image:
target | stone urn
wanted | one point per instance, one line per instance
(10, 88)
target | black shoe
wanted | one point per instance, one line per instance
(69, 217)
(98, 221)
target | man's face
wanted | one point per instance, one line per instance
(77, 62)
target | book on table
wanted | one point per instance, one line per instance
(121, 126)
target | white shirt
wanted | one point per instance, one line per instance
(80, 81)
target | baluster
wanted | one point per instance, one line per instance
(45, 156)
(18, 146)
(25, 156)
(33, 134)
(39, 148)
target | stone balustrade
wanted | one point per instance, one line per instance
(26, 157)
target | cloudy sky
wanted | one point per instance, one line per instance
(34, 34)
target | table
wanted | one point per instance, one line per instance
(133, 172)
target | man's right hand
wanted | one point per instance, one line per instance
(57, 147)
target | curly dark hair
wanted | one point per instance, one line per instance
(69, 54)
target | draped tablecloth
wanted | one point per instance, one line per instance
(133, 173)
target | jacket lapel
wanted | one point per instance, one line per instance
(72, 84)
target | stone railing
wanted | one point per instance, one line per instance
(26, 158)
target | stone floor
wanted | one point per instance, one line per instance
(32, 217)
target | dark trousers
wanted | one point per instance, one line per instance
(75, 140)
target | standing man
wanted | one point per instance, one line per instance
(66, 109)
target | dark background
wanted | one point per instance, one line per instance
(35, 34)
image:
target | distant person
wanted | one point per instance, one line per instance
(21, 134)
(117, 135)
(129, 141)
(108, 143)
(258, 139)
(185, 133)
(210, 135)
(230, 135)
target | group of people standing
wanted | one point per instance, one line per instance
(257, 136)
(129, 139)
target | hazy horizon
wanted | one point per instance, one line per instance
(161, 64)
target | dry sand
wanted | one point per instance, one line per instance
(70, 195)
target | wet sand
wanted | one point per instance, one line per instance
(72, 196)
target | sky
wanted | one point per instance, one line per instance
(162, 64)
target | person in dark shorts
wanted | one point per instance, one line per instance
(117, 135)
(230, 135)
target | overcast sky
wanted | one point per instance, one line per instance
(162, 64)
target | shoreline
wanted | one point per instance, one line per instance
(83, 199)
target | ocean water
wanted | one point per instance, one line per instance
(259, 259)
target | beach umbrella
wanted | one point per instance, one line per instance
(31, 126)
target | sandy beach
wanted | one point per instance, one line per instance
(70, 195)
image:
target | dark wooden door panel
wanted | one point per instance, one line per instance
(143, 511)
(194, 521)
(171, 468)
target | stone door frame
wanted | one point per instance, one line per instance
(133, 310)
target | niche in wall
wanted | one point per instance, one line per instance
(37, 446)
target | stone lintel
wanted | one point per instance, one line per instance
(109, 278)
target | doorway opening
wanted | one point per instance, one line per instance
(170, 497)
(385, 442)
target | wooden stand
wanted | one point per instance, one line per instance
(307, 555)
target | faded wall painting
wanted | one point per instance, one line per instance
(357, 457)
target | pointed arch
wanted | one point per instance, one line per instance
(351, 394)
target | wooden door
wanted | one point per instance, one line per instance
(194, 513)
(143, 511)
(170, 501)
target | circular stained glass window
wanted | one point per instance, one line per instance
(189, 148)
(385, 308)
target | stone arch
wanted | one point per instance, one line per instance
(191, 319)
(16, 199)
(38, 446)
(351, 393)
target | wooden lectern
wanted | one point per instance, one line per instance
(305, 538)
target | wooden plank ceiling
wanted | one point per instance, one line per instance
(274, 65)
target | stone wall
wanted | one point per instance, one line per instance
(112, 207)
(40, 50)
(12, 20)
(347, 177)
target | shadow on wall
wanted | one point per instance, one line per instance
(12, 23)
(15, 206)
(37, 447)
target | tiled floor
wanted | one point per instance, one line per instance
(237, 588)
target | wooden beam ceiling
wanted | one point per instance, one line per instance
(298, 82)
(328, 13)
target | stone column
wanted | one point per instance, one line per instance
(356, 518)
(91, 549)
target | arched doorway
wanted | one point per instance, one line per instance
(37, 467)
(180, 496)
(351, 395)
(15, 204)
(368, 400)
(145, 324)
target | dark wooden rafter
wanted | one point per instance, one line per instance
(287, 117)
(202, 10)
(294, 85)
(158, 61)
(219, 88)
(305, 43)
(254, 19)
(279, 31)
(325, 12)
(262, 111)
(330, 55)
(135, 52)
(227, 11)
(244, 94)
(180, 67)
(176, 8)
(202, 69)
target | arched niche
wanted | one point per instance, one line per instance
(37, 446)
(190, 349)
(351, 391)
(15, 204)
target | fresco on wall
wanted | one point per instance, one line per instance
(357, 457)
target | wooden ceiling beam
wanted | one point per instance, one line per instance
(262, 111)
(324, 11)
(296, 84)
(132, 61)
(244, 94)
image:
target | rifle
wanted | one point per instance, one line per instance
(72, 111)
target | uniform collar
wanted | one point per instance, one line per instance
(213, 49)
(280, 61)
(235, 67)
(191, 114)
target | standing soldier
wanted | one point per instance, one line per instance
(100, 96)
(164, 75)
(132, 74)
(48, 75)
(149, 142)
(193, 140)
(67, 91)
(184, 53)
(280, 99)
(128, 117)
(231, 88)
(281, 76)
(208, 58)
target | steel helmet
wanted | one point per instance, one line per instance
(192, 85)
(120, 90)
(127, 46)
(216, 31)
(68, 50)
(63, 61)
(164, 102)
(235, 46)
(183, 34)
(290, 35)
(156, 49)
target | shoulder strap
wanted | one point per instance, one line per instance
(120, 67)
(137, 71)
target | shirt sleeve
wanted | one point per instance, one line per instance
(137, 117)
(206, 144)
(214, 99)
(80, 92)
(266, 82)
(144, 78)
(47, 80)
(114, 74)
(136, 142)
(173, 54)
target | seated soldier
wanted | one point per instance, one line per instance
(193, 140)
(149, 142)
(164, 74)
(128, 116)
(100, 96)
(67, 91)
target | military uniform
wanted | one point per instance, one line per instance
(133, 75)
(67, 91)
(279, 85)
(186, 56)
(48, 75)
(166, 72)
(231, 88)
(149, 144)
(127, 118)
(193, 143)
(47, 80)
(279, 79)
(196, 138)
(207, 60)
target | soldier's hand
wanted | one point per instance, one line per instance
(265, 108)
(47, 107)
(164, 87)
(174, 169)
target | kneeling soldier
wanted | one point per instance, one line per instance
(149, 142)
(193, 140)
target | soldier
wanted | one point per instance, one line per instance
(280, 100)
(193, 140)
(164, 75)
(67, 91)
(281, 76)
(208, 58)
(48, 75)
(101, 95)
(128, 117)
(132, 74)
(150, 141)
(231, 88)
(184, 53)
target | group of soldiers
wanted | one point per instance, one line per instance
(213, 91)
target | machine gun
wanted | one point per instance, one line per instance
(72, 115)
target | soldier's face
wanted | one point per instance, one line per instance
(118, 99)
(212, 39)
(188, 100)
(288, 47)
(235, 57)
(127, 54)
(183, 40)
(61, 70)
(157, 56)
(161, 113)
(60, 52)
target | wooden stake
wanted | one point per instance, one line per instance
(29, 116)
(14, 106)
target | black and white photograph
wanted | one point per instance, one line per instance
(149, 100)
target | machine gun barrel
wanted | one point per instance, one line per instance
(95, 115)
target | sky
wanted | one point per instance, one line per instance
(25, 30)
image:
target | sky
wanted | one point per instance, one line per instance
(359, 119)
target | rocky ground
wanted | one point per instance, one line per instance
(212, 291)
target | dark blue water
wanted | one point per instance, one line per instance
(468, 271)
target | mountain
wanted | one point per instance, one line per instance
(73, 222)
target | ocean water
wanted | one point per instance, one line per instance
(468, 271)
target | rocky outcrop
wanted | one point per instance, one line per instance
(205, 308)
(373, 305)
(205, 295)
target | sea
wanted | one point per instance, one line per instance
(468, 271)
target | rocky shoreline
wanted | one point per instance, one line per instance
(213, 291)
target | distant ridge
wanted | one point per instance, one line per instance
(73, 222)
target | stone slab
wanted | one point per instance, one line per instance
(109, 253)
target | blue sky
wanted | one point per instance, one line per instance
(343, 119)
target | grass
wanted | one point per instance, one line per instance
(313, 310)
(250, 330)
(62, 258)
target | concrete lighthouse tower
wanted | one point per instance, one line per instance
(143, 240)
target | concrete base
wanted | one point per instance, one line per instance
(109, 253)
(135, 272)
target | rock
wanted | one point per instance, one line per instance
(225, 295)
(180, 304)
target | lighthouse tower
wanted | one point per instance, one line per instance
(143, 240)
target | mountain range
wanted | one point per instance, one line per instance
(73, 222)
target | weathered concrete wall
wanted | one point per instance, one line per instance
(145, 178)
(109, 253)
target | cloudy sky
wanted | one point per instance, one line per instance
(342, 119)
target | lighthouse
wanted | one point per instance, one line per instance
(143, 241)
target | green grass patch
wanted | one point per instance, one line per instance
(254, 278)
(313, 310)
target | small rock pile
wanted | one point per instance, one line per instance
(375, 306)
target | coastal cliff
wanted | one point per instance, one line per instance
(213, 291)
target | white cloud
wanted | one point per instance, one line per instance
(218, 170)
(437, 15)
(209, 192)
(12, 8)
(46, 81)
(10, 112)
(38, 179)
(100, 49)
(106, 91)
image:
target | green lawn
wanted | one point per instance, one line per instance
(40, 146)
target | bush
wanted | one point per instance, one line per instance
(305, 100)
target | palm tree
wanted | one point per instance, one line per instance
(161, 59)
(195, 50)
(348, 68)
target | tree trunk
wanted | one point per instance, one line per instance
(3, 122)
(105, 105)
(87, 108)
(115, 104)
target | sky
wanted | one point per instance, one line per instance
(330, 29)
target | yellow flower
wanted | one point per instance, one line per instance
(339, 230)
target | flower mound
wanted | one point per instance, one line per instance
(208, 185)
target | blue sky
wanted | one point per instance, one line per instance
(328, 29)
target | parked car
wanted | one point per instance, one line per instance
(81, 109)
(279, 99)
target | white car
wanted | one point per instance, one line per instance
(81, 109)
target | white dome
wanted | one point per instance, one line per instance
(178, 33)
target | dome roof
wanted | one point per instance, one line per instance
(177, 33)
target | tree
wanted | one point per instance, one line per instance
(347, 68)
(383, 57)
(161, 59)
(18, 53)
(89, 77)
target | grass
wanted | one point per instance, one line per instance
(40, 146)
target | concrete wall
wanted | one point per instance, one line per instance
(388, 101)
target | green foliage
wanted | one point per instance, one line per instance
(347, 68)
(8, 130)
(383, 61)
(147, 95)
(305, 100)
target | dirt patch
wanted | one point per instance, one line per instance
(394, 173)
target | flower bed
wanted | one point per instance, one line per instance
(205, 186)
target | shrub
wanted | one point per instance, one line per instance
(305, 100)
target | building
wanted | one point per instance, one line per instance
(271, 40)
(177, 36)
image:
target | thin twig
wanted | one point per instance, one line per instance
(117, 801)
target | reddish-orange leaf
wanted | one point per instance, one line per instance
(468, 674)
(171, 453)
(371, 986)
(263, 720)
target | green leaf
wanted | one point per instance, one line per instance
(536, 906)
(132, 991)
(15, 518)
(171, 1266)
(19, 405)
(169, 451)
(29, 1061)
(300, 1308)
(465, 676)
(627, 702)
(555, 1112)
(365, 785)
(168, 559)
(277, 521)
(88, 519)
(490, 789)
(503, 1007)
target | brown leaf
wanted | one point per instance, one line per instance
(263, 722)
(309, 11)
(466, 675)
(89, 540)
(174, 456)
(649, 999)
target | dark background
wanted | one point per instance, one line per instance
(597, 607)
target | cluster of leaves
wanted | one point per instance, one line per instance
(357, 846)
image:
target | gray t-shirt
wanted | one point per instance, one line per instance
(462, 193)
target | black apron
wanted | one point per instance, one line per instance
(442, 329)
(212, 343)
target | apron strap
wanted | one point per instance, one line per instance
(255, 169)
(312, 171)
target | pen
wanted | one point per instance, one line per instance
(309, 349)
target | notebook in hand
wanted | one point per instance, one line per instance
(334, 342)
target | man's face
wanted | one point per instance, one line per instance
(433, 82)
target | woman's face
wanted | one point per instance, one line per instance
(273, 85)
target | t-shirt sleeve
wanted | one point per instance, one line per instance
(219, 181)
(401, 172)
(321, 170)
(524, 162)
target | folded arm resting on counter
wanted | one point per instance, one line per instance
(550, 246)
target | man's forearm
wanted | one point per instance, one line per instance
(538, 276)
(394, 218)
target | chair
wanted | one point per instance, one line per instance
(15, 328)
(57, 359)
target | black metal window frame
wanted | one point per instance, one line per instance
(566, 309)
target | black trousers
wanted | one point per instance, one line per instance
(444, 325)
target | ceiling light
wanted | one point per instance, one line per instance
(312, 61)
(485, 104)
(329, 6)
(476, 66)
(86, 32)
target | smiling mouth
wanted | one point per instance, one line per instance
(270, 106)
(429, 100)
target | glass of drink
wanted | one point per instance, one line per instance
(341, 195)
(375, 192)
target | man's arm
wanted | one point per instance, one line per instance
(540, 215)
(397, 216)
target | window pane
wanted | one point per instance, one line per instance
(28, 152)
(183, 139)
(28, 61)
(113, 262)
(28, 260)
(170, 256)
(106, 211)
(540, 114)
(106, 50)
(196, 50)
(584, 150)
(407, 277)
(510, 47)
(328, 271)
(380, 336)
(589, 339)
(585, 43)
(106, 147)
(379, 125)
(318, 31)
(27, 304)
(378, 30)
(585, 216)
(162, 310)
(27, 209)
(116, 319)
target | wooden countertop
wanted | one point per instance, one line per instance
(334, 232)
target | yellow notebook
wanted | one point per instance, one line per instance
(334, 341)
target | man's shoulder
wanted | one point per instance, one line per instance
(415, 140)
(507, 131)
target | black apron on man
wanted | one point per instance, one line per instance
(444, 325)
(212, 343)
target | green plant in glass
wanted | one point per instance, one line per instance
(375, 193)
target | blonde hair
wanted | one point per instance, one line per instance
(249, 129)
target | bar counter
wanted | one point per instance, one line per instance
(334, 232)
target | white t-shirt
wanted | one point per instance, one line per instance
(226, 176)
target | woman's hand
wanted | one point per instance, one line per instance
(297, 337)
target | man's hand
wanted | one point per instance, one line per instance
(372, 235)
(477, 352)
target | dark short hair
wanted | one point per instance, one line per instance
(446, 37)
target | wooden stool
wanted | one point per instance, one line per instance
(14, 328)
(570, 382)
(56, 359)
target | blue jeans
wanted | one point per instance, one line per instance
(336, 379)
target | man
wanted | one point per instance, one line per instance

▸ **WHAT IS NEEDED**:
Quote, without any change, each line from the one that contains "target | white t-shirt" through the end of the material.

▸ **EXPECTED ANSWER**:
target | white t-shirt
wanted | one point per instance, one line per instance
(226, 176)
target | woman's hand
wanted | one point per instance, one line per instance
(297, 337)
target | man's hand
wanted | one point per instance, one line per instance
(372, 235)
(477, 352)
target | dark short hair
wanted | one point per instance, one line per instance
(446, 37)
target | wooden stool
wanted | one point per instance, one line per instance
(14, 328)
(570, 382)
(56, 359)
target | blue jeans
wanted | one point per instance, one line per instance
(336, 379)
target | man
wanted | one point per instance, one line per instance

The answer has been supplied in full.